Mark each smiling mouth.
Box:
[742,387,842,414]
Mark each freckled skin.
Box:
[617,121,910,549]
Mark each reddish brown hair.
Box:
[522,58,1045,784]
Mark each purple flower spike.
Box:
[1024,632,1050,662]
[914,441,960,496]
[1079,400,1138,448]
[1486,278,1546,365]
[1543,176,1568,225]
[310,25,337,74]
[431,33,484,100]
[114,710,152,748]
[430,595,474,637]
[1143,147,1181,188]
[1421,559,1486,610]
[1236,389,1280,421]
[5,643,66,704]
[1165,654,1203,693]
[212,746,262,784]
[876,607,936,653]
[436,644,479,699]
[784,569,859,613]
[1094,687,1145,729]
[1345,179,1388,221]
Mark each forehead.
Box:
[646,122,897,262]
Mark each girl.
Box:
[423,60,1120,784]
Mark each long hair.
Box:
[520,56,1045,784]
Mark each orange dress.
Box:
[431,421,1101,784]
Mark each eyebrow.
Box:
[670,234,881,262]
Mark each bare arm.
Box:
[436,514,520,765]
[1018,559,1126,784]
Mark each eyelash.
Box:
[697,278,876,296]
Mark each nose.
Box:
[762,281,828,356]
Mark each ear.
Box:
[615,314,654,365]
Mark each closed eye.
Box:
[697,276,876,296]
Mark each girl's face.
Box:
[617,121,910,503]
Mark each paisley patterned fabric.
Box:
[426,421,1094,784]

##############################

— Exercise requirements —
Copy the data above line for line, with no changes.

— Exercise output —
Mark each smiling mouth.
Box:
[742,387,842,414]
Mark each freckled skin.
Box:
[617,121,910,549]
Mark each reddish brown hair.
Box:
[522,58,1045,784]
Mark each purple flower spike.
Box:
[1024,632,1050,662]
[914,441,960,496]
[1079,400,1138,448]
[1486,278,1546,365]
[1543,176,1568,225]
[310,25,337,74]
[431,33,484,100]
[114,710,152,748]
[430,595,474,637]
[1143,147,1181,188]
[1421,559,1486,610]
[1236,389,1280,421]
[5,643,66,704]
[1165,654,1203,693]
[212,746,262,784]
[876,607,936,653]
[436,644,479,699]
[784,569,859,613]
[1094,687,1145,729]
[1345,179,1388,221]
Mark each forehead.
Box:
[646,122,897,262]
Mark each girl.
Box:
[423,60,1120,784]
Mark each long hair.
Box:
[520,56,1045,784]
Mark each orange dress.
Box:
[431,421,1101,784]
Mark each eyebrow.
Box:
[670,234,881,262]
Mark each bare arm.
Box:
[436,514,520,765]
[1018,559,1126,784]
Mark each eyelash.
Box:
[697,278,876,296]
Mark each nose.
Box:
[762,281,828,356]
Mark each ear.
Box:
[615,314,654,365]
Mark each closed eye.
Box:
[697,276,876,296]
Mark each girl's face.
Box:
[617,121,910,503]
Mark each paisley patterned fabric.
Box:
[426,421,1094,784]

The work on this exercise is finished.